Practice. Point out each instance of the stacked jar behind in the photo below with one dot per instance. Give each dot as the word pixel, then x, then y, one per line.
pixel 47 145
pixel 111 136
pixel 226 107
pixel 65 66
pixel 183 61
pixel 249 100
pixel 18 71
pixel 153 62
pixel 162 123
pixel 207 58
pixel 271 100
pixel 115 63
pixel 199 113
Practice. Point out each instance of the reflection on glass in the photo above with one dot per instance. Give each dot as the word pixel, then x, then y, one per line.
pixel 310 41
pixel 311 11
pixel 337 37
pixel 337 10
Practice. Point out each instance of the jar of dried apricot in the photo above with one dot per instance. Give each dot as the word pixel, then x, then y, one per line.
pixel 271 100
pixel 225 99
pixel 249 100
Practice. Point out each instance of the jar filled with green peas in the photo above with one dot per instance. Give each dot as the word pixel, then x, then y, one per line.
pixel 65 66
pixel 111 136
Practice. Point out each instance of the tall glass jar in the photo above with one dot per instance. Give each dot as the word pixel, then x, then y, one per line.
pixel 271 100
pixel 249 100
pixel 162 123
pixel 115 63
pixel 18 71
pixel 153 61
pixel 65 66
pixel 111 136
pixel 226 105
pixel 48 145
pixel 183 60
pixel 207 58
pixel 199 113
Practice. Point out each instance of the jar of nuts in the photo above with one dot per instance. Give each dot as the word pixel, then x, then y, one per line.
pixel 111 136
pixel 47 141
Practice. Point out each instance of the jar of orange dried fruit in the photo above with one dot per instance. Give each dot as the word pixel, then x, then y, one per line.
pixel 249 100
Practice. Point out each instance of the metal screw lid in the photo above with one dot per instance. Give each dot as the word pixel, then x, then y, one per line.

+---+

__PROBLEM TO SOLVE__.
Format the lines above as a numbered list, leaving out any blank lines.

__RESULT FOR THIS TASK__.
1. Practice. Point out each instance of the stacked jar behind in the photo below with one dot per instance. Give each dot as the word pixel, then x, then y, one per line.
2. pixel 47 145
3. pixel 111 136
4. pixel 226 107
5. pixel 65 66
6. pixel 183 61
7. pixel 249 100
8. pixel 18 71
9. pixel 153 62
10. pixel 162 123
11. pixel 207 58
12. pixel 271 100
13. pixel 115 63
14. pixel 199 113
15. Practice. Point out each instance of the reflection on glass in the photo above with one dot per instance. Give each dot as the word pixel, then x, then y, one per line.
16. pixel 310 41
17. pixel 311 11
18. pixel 337 37
19. pixel 337 10
20. Practice. Point out each instance of the jar of dried apricot in the photo above with one dot per instance. Give each dot as the word pixel, then x, then y, one per line.
21. pixel 271 100
22. pixel 225 99
23. pixel 249 100
24. Practice. Point out each instance of the jar filled with green peas in the photo above with one dot per instance. Give each dot as the word pixel, then x, then y, one per line.
25. pixel 65 66
26. pixel 111 136
27. Practice. Point out each instance of the tall glass jar in the photo above with one dot per instance. Give each dot as the word pixel, then x, then y, one per line.
28. pixel 271 100
29. pixel 249 100
30. pixel 162 123
31. pixel 115 63
32. pixel 18 71
33. pixel 153 61
34. pixel 65 66
35. pixel 111 136
36. pixel 226 105
37. pixel 48 145
38. pixel 183 60
39. pixel 207 58
40. pixel 199 113
41. Practice. Point out each instance of the jar of nuts in the photo above with one dot per instance. Give each dot as the word pixel, then x, then y, one per line.
42. pixel 111 136
43. pixel 47 141
44. Practice. Point out each instance of the jar of orange dried fruit in the photo above with one dot per instance. Give each dot as the word pixel, then x, then y, one per line.
45. pixel 249 100
46. Practice. Point out each instance of the metal screw lid in the photo above with one dot per instance. Give each dot as the word pixel, then x, then y, one per line.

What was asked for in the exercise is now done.